TASK PROMPT: Copy out the listing that follows, exactly, without its pictures.

■ ■ ■

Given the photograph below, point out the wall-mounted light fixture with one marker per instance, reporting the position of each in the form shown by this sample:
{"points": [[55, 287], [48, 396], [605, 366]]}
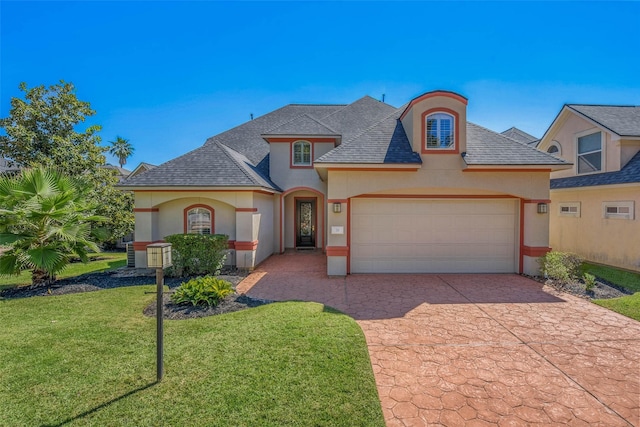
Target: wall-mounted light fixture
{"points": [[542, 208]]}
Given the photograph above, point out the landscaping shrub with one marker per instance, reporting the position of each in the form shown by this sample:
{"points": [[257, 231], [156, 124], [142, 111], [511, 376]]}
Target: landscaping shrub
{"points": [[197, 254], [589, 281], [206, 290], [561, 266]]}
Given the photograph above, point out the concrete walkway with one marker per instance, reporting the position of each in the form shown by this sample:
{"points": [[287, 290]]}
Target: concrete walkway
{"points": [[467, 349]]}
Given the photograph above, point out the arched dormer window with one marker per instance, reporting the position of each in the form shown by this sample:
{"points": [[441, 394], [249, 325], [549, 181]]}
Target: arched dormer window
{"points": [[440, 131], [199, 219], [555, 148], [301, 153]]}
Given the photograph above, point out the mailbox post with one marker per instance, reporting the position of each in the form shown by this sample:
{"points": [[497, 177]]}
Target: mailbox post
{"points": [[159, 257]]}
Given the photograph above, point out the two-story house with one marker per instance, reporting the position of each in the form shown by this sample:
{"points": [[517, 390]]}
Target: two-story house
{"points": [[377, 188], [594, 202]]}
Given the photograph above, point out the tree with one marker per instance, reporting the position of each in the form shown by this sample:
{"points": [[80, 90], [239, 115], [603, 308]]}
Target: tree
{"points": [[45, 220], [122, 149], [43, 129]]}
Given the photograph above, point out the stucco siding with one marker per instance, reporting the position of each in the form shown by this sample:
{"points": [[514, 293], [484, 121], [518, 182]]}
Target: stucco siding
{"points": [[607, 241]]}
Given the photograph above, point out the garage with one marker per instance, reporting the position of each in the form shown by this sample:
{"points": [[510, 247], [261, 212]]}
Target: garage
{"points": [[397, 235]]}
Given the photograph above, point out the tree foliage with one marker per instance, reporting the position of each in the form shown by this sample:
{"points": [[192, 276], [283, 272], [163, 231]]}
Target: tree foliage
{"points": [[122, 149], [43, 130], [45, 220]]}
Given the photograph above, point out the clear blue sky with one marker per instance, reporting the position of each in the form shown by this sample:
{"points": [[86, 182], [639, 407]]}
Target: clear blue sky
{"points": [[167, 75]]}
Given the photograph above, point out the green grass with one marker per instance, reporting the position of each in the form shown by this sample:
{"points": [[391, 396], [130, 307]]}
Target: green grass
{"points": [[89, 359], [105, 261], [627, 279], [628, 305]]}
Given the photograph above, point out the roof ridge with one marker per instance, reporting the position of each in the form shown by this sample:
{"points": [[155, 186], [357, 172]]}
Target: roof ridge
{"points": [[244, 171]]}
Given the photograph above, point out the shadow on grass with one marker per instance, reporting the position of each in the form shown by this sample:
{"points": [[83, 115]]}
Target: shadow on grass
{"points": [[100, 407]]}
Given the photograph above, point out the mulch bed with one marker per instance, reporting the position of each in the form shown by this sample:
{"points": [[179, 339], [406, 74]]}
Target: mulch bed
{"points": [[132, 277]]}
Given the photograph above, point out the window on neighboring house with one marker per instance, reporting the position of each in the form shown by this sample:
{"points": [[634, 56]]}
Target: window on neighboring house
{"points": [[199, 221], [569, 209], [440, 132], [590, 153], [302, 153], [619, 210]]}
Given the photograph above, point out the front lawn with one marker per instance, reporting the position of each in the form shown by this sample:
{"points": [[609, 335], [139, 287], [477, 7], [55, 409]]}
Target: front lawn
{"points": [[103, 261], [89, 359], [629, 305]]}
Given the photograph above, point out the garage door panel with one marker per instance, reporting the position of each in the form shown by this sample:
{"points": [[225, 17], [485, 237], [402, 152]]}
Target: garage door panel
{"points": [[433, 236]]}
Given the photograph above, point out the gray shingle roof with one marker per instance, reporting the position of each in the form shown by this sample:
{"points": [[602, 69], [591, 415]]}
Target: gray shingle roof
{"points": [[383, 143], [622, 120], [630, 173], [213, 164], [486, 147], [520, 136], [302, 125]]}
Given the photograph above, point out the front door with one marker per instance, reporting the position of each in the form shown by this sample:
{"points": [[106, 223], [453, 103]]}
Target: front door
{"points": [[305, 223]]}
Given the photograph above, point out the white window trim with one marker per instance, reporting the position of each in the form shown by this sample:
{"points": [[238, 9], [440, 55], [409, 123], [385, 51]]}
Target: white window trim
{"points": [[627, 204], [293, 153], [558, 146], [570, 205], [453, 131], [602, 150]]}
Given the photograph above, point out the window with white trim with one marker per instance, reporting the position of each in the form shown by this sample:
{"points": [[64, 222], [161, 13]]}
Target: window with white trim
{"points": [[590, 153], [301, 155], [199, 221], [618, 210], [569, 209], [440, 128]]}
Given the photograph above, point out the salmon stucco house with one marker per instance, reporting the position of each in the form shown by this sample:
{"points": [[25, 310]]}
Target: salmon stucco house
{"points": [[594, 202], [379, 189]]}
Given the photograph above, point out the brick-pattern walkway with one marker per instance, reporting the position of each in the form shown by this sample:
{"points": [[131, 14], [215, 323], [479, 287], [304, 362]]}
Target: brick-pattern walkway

■ ■ ■

OUTPUT:
Given the photograph below, point out the wall-mounted light fixture with one marker per instance, reporting the position of each in the form shown by this sample:
{"points": [[55, 287], [48, 396], [605, 366]]}
Target: wall-mounted light fixture
{"points": [[542, 208]]}
Given the photograph above, point out the landscaping shrub with one marker per instance, reporting the position of each in the form shown by this sample:
{"points": [[257, 231], [156, 124], [142, 111], [511, 376]]}
Target: landscaping shrub
{"points": [[197, 254], [589, 281], [206, 290], [561, 266]]}
Given the photograph above, point out the concrete walkway with one marker per instance, reporting the position of each in the form shown by this sample:
{"points": [[287, 290]]}
Target: concrete walkway
{"points": [[467, 349]]}
Given the photograph above, point out the arched dormer window with one marker per instance, reporting the position of each in the form shown by this sample:
{"points": [[441, 394], [249, 325], [549, 181]]}
Target: arched dormer window
{"points": [[440, 131], [199, 219], [555, 148], [301, 153]]}
Given the photograph above, point out the mailbox post with one marker per instance, reporting the position of each in the form shown by this sample:
{"points": [[497, 177]]}
Target: mailbox post
{"points": [[159, 257]]}
Given the photograph above, point out the two-story house with one marker per instance, reporting the position of each in the form shown by this sample:
{"points": [[517, 390]]}
Target: two-story house
{"points": [[377, 188], [594, 202]]}
Given the photograph above, point out the tree with one marker per instance, reporting the position of each in the form shown by this sample:
{"points": [[80, 90], [239, 115], [603, 308]]}
Target: tree
{"points": [[45, 220], [122, 149], [43, 129]]}
Given the photograph above, point out the stucco siding with one marker per instance, reporting the position of each in the form shown by this sample:
{"points": [[514, 293], [484, 121], [518, 182]]}
Target: stucco siding
{"points": [[607, 241]]}
Given the photograph above, point out the garage with one marker per instance, reporting the position of each in the form shown by this sample:
{"points": [[510, 247], [261, 212]]}
Target: garage
{"points": [[397, 235]]}
Given the photograph above, point out the tree foliage with one marker per instance, reporting the position of each in the form shown by this sample:
{"points": [[192, 276], [283, 272], [163, 231]]}
Target: tree foliage
{"points": [[122, 149], [43, 130], [45, 220]]}
Given the photograph above, point out the clear blue sky with one marker per instance, reporting the position of each in the form shown by this sample:
{"points": [[86, 182], [639, 407]]}
Target: clear blue sky
{"points": [[167, 75]]}
Given the photograph above, point out the green grass with one marker per instance, reporting the position of each in the form shown by this sample:
{"points": [[391, 396], [130, 307]]}
Target: green grass
{"points": [[89, 359], [105, 261], [627, 279], [628, 305]]}
Given the photograph above, point out the roof ridge with one marker per instance, reporting the position of each in the form shown by this sample:
{"points": [[155, 186], [357, 172]]}
Target: roof ridge
{"points": [[244, 171]]}
Given the photograph above, point out the shadow on grass with one marker per instance, reporting the position of each in the form shown by this sample:
{"points": [[83, 115]]}
Target: shadow on grass
{"points": [[100, 407]]}
Given the photograph above, point out the mulch bed with one marker per instance, reporting the position of each in the form shown by this sample:
{"points": [[179, 339], [406, 74]]}
Target: mulch bed
{"points": [[132, 277]]}
Given the photograph above, point out the window on neighboring house with one marker per instance, reporting the position of each in the form shown by this sample:
{"points": [[634, 56]]}
Target: window on neighboring house
{"points": [[199, 221], [569, 209], [440, 132], [590, 153], [302, 153], [619, 210]]}
Given the photograph above, point out the front lawn with one marker per instance, reporting the position of each in the form shown by this sample:
{"points": [[609, 335], [139, 287], [477, 7], [55, 409]]}
Target: front lawn
{"points": [[103, 261], [89, 359], [629, 305]]}
Given the photograph above, point out the garage door panel with one marker per instance, reporting the position of each in the form shown by this sample:
{"points": [[225, 17], [485, 237], [402, 152]]}
Target: garage door panel
{"points": [[433, 236]]}
Given the photograph above, point out the gray shingle roof with one marker per instance, reporting the position of each in the form shown by this sample:
{"points": [[602, 69], [591, 415]]}
Target: gray shingle roof
{"points": [[383, 143], [622, 120], [630, 173], [213, 164], [486, 147], [520, 136], [302, 125]]}
Given the photograph above, point out the front door with one marker per instance, reporting the position of each in the form shown by this sample:
{"points": [[106, 223], [453, 103]]}
Target: front door
{"points": [[305, 223]]}
Given the photograph above, point out the white window trim with one marker per instance, reporting the position of each in the form shown by this sample:
{"points": [[238, 9], [440, 55], [409, 123], [385, 51]]}
Target: white window trim
{"points": [[627, 204], [293, 153], [558, 146], [570, 205], [453, 131], [602, 150]]}
Given the photograph above, point out the window with white trim with one marker per instance, reporting the position of each in the form shown by this sample:
{"points": [[64, 222], [161, 13]]}
Target: window with white trim
{"points": [[590, 153], [301, 155], [199, 221], [618, 210], [569, 209], [440, 128]]}
Given the photograph above, point out the salmon stucco house with one marker per instance, reporting the position of each in the form shown by this sample:
{"points": [[25, 310]]}
Target: salmon stucco house
{"points": [[594, 202], [379, 189]]}
Given the photograph above, point out the brick-pattern walkway with one marker per instance, reporting the position of each in the form shown by this sample:
{"points": [[131, 14], [215, 323], [479, 287], [304, 362]]}
Target: brick-pattern walkway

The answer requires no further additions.